*** Block opens ***

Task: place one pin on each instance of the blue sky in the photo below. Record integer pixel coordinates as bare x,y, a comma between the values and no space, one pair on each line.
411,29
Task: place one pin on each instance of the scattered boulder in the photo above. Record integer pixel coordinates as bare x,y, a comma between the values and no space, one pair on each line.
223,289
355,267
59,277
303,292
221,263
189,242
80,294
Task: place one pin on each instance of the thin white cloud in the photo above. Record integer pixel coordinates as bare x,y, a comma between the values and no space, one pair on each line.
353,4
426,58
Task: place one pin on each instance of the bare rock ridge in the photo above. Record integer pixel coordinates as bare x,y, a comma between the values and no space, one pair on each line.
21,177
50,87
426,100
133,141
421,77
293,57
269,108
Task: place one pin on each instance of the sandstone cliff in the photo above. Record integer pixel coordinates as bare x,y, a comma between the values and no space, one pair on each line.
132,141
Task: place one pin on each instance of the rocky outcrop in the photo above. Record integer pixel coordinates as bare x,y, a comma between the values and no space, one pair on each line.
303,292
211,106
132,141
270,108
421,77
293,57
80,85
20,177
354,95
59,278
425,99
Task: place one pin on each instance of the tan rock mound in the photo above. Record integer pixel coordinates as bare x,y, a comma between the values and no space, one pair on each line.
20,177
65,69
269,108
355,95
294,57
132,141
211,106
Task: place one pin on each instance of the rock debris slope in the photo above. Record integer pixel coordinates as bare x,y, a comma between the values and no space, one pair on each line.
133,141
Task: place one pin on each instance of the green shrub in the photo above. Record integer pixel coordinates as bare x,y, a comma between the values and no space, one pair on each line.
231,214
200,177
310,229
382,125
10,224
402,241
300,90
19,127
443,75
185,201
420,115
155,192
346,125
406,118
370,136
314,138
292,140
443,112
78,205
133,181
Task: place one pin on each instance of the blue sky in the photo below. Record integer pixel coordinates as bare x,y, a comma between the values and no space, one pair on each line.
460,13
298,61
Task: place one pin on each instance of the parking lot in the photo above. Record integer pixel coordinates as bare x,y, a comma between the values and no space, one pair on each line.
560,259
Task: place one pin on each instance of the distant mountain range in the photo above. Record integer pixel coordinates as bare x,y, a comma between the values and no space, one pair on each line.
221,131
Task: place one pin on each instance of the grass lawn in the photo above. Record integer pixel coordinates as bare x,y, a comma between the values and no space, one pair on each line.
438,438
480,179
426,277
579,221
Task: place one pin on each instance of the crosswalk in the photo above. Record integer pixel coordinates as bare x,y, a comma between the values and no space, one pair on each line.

*** Block closes ***

* **TASK DESCRIPTION**:
Produce an exact copy of all the records.

* **ANSWER FOR THIS EXERCISE**:
Task: place one pin on each instance of the blue sky in the photo below. Record integer pixel coordinates as bare x,y, a comma between the values and no space, one pair on each line.
411,29
Task: place one pin on each instance of the scattered boulder in the photo above. Record integer pixel coordinates as bare x,y, a comma between the values and no space, one pair on each line.
223,289
355,267
59,277
303,292
221,263
189,242
80,294
Task: place one pin on each instance of the thin white cloud in the photo above. Record integer pixel coordinates as bare x,y, a comma between the values and no space, one pair on each line.
353,4
426,58
Task: place one pin on each instance of the bare rock ridge in the photo above. Record integer pixel coordinates as bare x,y, a comma between the values and no space, one pair on each line.
21,177
50,87
426,100
133,141
421,77
293,57
269,108
Task: place one pin on each instance of the sandstone cliff in the photo above. Record integer pixel coordinates as bare x,y, a comma between the values and no space, one pair on each line.
132,141
Task: place one pin on each instance of the rocky outcrop in the photo above. Record integer pixel coordinates as bare x,y, a comma between the values and no space, one pair on each line.
303,292
211,106
132,141
270,108
421,77
293,57
80,85
20,177
354,95
59,278
425,99
Task: place one pin on each instance of the tan rock mound in the photo above. Record integer pixel coordinates as bare x,y, a comma between the values and no space, one pair on each line.
20,177
65,69
269,108
355,95
294,57
132,141
211,106
Task: place one pin on each instance of the rock debris slope in the photo above. Record integer pixel coordinates as bare x,y, a comma between the values and no space, one pair on each line.
133,141
Task: place one pin on each instance of the green shrub in the photo above. Record integer pixel coordinates as bare x,y, a comma between the values and no space, one pair on each line.
231,214
200,177
310,229
382,125
10,224
402,241
300,90
19,127
443,75
185,201
420,115
155,192
346,125
406,118
370,136
314,138
292,140
443,112
78,205
133,181
Task: place one pin on each instance of the blue sky in the photo below. Record integer pixel coordinates as bare x,y, a comma between the values and no space, one pair on each line.
460,13
298,61
Task: place one pin on each instance of the parking lot in the photo above. Record integer pixel coordinates as bare x,y, a comma between the values and no space, one pair on each line.
560,259
Task: place one pin on each instance of the distant mountain range in the photo above. Record integer pixel coordinates as bare x,y, a comma between the values and no space, one pair on each line.
221,131
Task: place one pin on each instance of the grass lawn in the photo above. Record integer pixel coordinates as bare x,y, a comma between the values and no space, one pair on each line.
438,438
480,179
426,277
579,221
Task: place one pin on each instance of the crosswalk in the photo above. Record integer pixel coordinates as bare x,y, a comma between the values and no space, one pair on each line.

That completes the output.